[Opening Record excerpts section]

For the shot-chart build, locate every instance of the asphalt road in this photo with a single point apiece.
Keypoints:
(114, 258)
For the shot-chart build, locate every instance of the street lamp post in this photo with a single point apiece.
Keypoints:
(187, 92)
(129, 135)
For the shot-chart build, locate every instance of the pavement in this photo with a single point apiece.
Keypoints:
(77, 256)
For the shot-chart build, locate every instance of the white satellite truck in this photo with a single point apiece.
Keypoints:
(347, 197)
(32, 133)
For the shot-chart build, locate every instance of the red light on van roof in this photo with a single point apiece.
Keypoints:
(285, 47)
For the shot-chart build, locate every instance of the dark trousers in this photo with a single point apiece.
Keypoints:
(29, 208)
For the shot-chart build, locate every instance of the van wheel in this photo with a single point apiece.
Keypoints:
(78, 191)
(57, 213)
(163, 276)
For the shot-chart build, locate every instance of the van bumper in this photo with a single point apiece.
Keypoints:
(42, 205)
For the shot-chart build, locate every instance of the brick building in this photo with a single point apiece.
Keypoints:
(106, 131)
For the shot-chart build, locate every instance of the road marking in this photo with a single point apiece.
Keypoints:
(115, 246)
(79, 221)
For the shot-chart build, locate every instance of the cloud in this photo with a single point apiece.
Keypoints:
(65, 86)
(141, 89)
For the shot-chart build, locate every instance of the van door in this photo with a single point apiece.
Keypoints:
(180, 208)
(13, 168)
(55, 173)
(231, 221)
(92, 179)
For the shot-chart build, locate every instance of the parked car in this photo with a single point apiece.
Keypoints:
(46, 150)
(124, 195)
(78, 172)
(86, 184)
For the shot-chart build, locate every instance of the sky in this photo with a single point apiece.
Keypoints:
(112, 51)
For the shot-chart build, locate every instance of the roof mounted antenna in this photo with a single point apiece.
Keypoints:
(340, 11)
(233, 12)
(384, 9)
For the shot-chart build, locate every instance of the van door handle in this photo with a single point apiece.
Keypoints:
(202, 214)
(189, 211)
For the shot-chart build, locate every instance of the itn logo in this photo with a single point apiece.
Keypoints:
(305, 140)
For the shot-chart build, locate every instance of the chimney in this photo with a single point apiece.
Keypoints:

[Closing Record excerpts section]

→ **Exercise goal**: Working from the entries above, filter out every line that lacks "door" and copy what remains.

→ **Answer to this exercise**:
For the shot-chart build, locate every instance of the van door in this photo with a single point apiece.
For the shot-chart build, locate every instance of the van door handle in this photo with a single point apiece.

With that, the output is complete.